▸ DOCUMENT TEXT:
Nathan: Yeah, I think that taxpayers have a lot of questions about TFSAs, about RRSPs, about the new First Home Savings Account. The number one questions we get, unfortunately, at the contact centres deal with excess contributions.

CC: Hmm. Like if I've given too much?

Nathan: Right.

CC: Okay.

Nathan: So, because our agents don't offer financial advice, we don't get a lot of questions from folks who are looking to, to sort of maximize their saving situation. Unfortunately, we deal with situations a lot of the time where people have over contributed. I should say, we do answer a lot of other questions that are in happier situations.

So, folks call us looking for advice on how to complete the Schedule 7 of the tax return for their RRSP contributions and transfers. We do get a lot of questions for folks who are looking to confirm the amount of TFSA contribution room they have their RRSP deduction limit, but the number one topic is people who maybe have contributed too much.

▸ THE RECORDS:
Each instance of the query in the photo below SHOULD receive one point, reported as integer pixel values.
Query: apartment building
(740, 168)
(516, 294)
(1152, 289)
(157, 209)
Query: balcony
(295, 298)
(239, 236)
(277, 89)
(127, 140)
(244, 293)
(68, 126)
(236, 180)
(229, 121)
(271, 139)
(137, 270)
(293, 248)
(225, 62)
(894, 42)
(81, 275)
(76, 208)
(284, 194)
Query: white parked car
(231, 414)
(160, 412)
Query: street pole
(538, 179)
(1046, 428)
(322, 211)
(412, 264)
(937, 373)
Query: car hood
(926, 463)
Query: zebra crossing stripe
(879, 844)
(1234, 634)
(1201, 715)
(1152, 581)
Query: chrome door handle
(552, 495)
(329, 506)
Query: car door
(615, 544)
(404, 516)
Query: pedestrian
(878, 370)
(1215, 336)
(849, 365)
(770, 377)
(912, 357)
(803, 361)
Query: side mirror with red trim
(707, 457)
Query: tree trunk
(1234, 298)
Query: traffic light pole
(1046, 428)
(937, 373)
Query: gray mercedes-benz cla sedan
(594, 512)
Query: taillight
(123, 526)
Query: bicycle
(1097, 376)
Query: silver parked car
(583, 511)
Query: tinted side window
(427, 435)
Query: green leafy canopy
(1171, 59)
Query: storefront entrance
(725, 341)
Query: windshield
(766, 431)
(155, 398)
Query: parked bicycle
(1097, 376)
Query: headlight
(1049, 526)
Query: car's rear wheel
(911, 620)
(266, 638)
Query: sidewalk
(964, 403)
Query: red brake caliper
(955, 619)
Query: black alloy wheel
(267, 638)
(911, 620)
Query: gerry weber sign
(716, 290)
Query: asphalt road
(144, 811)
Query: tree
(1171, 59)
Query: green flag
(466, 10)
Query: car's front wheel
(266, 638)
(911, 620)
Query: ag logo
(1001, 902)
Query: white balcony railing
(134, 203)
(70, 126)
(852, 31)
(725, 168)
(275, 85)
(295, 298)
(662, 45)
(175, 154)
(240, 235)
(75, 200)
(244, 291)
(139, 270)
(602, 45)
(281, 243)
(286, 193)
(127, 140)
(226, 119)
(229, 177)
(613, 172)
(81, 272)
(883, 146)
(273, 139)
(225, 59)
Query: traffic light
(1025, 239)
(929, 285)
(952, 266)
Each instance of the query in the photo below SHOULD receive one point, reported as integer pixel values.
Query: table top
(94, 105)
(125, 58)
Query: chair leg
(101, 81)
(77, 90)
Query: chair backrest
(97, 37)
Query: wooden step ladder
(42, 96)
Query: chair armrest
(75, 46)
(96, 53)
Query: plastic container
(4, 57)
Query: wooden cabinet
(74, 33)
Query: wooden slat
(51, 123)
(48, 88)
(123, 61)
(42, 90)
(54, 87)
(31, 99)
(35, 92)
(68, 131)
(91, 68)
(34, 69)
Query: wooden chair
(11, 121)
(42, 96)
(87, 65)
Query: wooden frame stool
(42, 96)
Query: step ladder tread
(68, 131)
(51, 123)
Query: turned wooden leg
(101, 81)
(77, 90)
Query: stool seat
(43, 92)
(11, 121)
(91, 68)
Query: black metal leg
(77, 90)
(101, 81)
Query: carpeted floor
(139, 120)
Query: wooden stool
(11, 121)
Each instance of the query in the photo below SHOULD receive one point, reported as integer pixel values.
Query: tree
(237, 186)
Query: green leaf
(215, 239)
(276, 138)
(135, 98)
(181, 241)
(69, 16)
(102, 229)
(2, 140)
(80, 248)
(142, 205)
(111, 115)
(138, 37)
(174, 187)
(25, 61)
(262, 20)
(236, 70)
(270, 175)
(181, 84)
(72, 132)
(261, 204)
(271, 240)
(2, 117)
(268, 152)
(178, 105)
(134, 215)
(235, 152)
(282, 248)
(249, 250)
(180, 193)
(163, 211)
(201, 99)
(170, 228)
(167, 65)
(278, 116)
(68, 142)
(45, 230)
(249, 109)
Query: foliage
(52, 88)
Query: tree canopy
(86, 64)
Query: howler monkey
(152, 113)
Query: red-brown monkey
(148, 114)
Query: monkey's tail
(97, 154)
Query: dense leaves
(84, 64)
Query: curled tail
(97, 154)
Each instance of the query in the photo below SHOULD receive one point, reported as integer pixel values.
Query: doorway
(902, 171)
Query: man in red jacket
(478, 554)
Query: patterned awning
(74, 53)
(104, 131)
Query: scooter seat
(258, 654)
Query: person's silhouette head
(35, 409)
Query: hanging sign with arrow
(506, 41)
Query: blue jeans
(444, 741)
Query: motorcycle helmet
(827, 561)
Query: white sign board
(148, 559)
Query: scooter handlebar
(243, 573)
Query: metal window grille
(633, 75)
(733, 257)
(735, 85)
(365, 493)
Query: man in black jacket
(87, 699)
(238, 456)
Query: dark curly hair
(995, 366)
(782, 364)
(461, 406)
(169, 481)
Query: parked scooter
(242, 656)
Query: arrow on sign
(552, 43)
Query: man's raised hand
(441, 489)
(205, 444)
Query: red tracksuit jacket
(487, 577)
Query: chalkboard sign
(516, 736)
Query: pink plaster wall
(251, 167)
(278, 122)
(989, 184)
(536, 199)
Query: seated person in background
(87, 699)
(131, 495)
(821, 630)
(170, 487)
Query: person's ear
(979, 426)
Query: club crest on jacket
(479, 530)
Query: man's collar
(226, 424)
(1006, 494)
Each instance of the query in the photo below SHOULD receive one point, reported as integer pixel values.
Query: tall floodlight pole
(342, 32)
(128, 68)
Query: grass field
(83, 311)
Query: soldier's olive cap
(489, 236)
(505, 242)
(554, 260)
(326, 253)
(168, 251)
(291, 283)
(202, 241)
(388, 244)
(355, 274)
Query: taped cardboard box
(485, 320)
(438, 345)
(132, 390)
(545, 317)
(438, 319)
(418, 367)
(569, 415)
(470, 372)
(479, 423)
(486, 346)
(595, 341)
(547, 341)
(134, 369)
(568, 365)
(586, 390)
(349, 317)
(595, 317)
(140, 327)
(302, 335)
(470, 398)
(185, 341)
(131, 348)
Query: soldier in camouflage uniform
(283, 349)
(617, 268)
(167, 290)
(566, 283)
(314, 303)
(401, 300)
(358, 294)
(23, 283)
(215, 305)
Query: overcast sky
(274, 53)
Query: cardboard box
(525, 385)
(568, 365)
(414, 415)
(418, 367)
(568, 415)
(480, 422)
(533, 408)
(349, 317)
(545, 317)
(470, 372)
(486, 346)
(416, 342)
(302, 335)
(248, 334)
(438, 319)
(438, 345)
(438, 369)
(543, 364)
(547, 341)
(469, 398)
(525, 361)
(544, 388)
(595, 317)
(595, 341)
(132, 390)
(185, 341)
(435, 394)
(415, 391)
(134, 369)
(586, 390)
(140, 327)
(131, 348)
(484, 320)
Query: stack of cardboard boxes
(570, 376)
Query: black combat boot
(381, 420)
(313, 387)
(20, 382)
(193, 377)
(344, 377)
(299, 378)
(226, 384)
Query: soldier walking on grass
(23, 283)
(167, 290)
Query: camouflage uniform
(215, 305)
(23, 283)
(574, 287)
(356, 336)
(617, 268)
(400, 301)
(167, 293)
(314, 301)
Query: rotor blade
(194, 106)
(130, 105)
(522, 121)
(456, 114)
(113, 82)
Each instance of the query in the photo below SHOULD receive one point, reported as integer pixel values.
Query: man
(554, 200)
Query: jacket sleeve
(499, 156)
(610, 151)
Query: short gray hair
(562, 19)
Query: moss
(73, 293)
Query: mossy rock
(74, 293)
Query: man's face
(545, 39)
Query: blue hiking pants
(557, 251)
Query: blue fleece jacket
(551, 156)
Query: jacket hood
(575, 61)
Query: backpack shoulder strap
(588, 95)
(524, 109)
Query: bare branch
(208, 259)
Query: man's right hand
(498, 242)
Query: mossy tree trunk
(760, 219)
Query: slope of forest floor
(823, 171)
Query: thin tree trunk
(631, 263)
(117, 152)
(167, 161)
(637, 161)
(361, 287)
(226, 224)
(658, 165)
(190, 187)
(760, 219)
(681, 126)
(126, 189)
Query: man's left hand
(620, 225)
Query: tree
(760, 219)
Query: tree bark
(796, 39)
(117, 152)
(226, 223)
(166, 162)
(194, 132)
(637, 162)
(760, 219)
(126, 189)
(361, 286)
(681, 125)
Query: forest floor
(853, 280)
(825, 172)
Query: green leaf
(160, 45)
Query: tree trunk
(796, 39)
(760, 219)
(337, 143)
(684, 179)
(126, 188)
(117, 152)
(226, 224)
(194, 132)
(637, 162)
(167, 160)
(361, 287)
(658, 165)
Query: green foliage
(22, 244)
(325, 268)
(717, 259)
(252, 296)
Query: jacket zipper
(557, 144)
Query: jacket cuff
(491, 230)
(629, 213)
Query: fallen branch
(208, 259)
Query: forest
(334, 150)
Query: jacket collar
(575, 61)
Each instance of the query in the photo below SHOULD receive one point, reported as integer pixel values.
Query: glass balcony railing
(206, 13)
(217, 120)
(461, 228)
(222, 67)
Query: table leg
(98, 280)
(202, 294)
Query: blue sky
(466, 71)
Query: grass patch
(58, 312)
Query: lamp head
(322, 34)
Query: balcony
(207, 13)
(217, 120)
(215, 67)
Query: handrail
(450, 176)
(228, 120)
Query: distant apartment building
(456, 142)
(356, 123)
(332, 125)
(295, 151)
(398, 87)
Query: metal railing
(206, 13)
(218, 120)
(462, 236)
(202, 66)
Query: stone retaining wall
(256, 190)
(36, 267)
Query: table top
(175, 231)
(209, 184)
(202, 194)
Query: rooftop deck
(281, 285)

▸ TASK REQUIREMENTS:
A. Set down the listing verbatim, beginning at the line that contains "Query: blue fleece jacket" and stopping after the final line of the listing.
B. Write the next part of the conversation about TFSA and RRSP questions, picking up right after its last line.

▸ RESULTS FOR THE EXERCISE:
A.
Query: blue fleece jacket
(551, 156)
Query: jacket hood
(575, 61)
Query: backpack shoulder strap
(588, 95)
(524, 109)
Query: bare branch
(208, 259)
Query: man's right hand
(498, 242)
Query: mossy tree trunk
(760, 219)
Query: slope of forest floor
(823, 171)
Query: thin tree trunk
(631, 263)
(117, 152)
(167, 161)
(637, 161)
(361, 287)
(226, 224)
(658, 165)
(190, 187)
(760, 219)
(681, 126)
(126, 189)
Query: man's left hand
(620, 225)
Query: tree
(760, 219)
Query: tree bark
(796, 39)
(117, 152)
(226, 223)
(166, 162)
(194, 132)
(637, 162)
(760, 219)
(126, 189)
(361, 286)
(681, 125)
Query: forest floor
(853, 280)
(825, 172)
Query: green leaf
(160, 45)
Query: tree trunk
(796, 39)
(760, 219)
(337, 143)
(684, 179)
(126, 188)
(117, 152)
(226, 224)
(194, 132)
(637, 162)
(167, 160)
(361, 287)
(658, 165)
Query: green foliage
(22, 244)
(325, 268)
(717, 259)
(252, 296)
Query: jacket zipper
(557, 144)
Query: jacket cuff
(491, 230)
(629, 213)
Query: fallen branch
(208, 259)
Query: forest
(334, 150)
Query: jacket collar
(575, 61)
Each instance of the query in the photo below SHOULD receive one point, reported as integer pixel values.
Query: glass balcony railing
(206, 13)
(217, 120)
(461, 228)
(222, 67)
Query: table leg
(98, 280)
(202, 294)
Query: blue sky
(466, 71)
Query: grass patch
(58, 312)
Query: lamp head
(322, 34)
Query: balcony
(207, 13)
(217, 120)
(215, 67)
Query: handrail
(450, 176)
(228, 120)
Query: distant apartment building
(456, 142)
(356, 123)
(332, 125)
(295, 151)
(398, 87)
Query: metal railing
(206, 13)
(218, 120)
(462, 236)
(202, 66)
Query: stone retaining wall
(256, 190)
(36, 267)
Query: table top
(175, 231)
(209, 184)
(202, 194)
Query: rooftop deck
(281, 285)

B.
And this can happen for a few different reasons. For TFSAs in particular, there has been a bit of a misunderstanding over the years about how the withdrawal rules work, right? So you can withdraw money from a TFSA with no tax consequence. And that’s one of the most significant differences between an RRSP and a TFSA.

So for an RRSP, the idea is that you are deferring taxation to a future year. So, you’re claiming a deduction when you’re contributing to the RRSP and then you’re going to be taxed on the money when you withdraw it. Usually, the idea is that you’re contributing when you’re earning higher income and withdrawing in retirement when your income will be lower. So that gives you an advantage.

For a TFSA, that’s not a factor. There is no deduction when you contribute and there's no immediate tax consequence when you withdraw. So with a TFSA, the idea is that this is a more flexible savings account. You can contribute and you can withdraw and you can do this whenever you want to during the year.

The problem is that there is an impact on the contribution room that you have available for your TFSA. If you withdraw money from a TFSA, you will get that contribution room back, but you don’t get it back until next year, right? So the rules have been built in a way that is meant to allow taxpayers to withdraw money and then to put it back in as they need, right?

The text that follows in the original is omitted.